— JOB —
Repeat every line of the items below verbatim, without altering any character.

═══ STUDY MATERIAL

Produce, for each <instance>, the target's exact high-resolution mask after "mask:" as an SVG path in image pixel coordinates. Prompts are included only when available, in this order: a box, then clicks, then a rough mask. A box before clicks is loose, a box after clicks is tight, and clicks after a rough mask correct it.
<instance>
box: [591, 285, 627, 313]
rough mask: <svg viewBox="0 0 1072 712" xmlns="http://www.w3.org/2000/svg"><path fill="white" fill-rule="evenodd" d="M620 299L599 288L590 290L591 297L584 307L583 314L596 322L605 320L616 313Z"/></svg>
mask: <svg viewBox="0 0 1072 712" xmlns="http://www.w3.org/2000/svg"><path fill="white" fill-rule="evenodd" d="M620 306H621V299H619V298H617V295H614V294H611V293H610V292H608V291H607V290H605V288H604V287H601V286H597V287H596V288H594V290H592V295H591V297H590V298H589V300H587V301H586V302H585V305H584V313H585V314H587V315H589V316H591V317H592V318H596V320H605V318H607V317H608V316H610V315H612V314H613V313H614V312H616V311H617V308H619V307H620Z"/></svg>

══════

— SOLUTION TO THIS PROBLEM —
Produce, for each <instance>, the target's exact high-resolution mask after "mask:" as an SVG path in image pixel coordinates. Prompts are included only when available, in this order: a box, then clicks, then a rough mask. A box before clicks is loose, a box after clicks is tight, and clicks after a rough mask correct it.
<instance>
box: [591, 285, 627, 313]
rough mask: <svg viewBox="0 0 1072 712" xmlns="http://www.w3.org/2000/svg"><path fill="white" fill-rule="evenodd" d="M620 299L599 288L590 290L591 297L584 307L583 314L596 322L605 320L616 313Z"/></svg>
mask: <svg viewBox="0 0 1072 712" xmlns="http://www.w3.org/2000/svg"><path fill="white" fill-rule="evenodd" d="M620 306H621V299H619V298H617V295H614V294H611V293H610V292H608V291H607V290H605V288H604V287H601V286H597V287H596V288H594V290H592V295H591V297H590V298H589V300H587V301H586V302H585V305H584V313H585V314H587V315H589V316H591V317H592V318H596V320H605V318H607V317H608V316H610V315H612V314H613V313H614V312H616V311H617V308H619V307H620Z"/></svg>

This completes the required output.